• _RECORDS FOR THIS TASK_
• • • •

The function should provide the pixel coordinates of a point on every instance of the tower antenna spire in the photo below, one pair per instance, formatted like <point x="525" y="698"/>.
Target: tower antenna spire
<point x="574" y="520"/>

• • • •

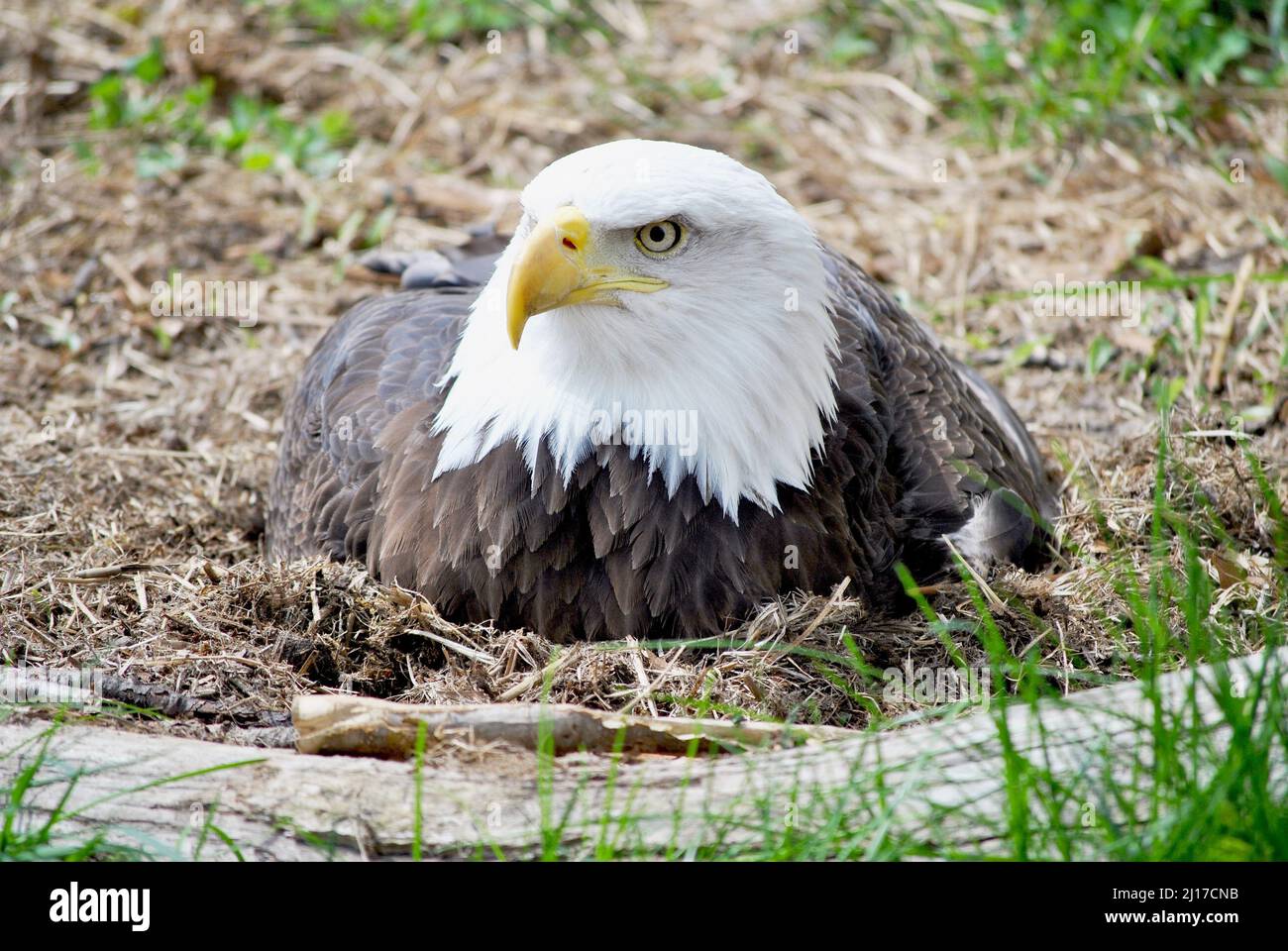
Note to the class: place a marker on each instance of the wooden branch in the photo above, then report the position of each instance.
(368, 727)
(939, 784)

• • • •

List every line in the entries above that contains the string "spire".

• _CORRECT RESPONSE_
The function should provide the pixel coordinates of a point on every instance of the tower antenna spire in the photo below, one pair per instance, formatted like <point x="525" y="698"/>.
Target: tower antenna spire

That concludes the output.